------ Dokumenttext

Lassen Sie mich zur Verdeutlichung noch einmal kurz auf unseren Sportwagen zurückkommen. Kein fürsorglicher Besitzer käme auf die Idee, seinen geliebten Wagen tage- oder wochenlang mit Vollgas zu quälen! Der Motor des Flitzers darf nach einigen Runden auf der Rennstrecke oder Autobahn mit mäßigem Tempo abkühlen und dann wird das Auto in die Garage gefahren.
Genau die gleiche Person ist aber vielleicht ein gestresster Manager, der sich selbst monatelang keine Ruhe gönnt und seinen Körper damit an den Rand eines Zusammenbruchs bringt, ohne es selbst zu realisieren.

------------
------ Übungsdaten

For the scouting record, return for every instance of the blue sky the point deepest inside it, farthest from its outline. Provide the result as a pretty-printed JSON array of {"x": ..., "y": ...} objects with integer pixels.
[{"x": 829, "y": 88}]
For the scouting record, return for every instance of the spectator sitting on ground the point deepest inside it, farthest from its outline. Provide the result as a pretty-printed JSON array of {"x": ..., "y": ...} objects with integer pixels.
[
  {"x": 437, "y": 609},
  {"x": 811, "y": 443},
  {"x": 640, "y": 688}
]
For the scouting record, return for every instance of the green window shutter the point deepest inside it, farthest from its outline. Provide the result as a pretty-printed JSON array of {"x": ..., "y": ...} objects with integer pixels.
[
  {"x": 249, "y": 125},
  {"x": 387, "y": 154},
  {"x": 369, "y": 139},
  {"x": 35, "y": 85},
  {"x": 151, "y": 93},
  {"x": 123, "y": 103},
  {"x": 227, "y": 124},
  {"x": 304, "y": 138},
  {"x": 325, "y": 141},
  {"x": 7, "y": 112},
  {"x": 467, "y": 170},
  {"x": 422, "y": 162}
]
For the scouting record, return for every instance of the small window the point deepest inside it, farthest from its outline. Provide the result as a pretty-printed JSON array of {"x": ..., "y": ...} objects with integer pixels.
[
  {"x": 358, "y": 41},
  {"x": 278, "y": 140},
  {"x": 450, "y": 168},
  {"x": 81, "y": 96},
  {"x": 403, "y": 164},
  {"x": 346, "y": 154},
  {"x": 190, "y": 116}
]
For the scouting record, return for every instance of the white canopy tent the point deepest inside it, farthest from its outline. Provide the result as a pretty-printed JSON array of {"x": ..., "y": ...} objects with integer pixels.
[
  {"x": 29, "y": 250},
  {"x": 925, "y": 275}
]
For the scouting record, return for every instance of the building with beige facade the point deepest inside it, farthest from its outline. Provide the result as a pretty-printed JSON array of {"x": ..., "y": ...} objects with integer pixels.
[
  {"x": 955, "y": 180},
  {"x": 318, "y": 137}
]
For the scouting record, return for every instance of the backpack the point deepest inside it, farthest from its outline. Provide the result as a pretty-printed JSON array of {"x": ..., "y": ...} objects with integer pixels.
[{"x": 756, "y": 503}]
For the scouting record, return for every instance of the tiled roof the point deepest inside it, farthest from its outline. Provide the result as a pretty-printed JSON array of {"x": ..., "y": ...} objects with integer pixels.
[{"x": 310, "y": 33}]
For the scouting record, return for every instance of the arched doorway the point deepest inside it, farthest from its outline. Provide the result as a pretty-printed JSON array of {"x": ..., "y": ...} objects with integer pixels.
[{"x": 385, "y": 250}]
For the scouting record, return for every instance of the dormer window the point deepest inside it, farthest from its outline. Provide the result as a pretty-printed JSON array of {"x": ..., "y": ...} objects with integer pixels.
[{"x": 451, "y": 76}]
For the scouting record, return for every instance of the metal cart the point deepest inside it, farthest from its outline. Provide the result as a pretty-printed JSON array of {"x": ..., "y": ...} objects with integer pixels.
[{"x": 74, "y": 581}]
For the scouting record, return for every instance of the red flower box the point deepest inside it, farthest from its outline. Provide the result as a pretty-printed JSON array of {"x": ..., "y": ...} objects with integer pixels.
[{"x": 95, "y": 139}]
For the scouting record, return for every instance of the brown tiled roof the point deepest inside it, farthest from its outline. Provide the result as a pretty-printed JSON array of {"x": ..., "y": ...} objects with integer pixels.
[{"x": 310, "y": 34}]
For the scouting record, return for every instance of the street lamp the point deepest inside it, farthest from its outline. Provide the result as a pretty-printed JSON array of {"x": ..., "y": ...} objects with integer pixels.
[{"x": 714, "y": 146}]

------------
------ Übungsdaten

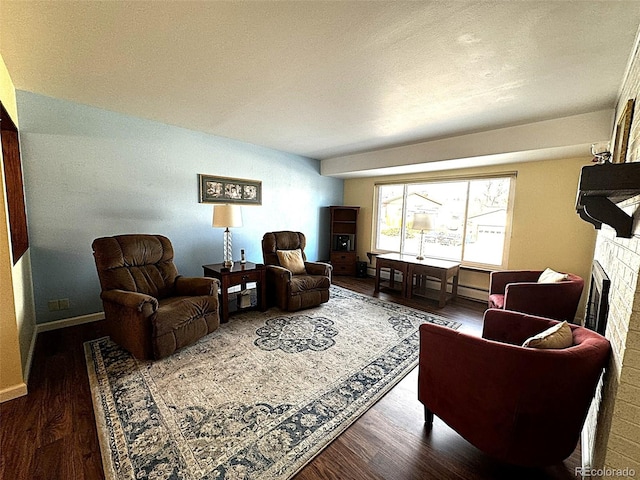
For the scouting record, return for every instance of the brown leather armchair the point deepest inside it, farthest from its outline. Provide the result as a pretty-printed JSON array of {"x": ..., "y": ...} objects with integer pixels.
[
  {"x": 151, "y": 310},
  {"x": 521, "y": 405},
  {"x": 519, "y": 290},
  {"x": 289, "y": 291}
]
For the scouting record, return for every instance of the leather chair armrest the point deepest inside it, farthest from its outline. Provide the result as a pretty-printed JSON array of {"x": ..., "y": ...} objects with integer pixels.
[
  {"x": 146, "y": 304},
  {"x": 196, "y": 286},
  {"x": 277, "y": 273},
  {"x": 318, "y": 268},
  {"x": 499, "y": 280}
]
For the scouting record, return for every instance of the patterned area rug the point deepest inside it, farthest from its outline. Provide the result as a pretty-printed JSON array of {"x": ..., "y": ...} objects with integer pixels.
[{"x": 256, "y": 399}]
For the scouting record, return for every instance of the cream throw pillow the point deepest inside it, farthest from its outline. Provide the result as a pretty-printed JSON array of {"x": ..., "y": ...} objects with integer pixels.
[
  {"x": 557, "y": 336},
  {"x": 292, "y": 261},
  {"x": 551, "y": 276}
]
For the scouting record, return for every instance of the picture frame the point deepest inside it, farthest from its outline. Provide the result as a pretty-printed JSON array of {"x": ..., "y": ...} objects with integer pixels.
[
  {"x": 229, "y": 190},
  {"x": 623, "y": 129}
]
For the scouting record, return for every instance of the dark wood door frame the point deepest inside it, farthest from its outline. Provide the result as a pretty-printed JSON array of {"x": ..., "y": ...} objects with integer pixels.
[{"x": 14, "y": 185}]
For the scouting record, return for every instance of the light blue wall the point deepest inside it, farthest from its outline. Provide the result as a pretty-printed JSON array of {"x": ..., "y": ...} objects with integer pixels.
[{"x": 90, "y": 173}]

------------

** Aufgabe 1 **
Beantworten Sie anhand des Dokumenttexts über den Sportwagen und den gestressten Manager:
(a) Wie darf der Motor des Flitzers nach einigen Runden abkühlen?
(b) Wohin wird das Auto anschließend gefahren?
(c) Wie lange gönnt sich der gestresste Manager selbst keine Ruhe?
** Aufgabe 2 **
Führen Sie den Dokumenttext über den Sportwagen und den gestressten Manager weiter.

** Antwort 1 **
(a) Mit mäßigem Tempo.
(b) In die Garage.
(c) Monatelang.

** Antwort 2 **
Burn-out ist ein schleichender, langandauernder Prozess und deshalb so gefährlich. Betroffene merken erst nach Jahren, dass mit ihnen etwas nicht stimmt. Die körperliche, emotionale und geistige Zerschlagenheit ist, anders als beim Stress, nicht alleine durch Sport, Entspannungsübungen oder einen Kurzurlaub zu bewältigen.
Der Symptomenkomplex Burn-out ist krankhaft und weist deutliche, medizinisch behandelbare Eigenschaften auf. Zwar sind meist Menschen betroffen, die unter immensem Druck und starker Überbelastung leiden und dafür kaum Anerkennung bekommen, jedoch kann es im Grunde jeden treffen, der sich chronisch überlastet oder übermotiviert seiner Arbeit oder seinen sozialen Verpflichtungen hingibt.
Auch bekannte Persönlichkeiten wie Nationaltorwart Robert Enke, Skispringer Sven Hannawald, Starkoch Tim Mälzer oder Weltstars wie Mariah Carey und Robbie Williams wurden von dieser Krankheit nicht verschont.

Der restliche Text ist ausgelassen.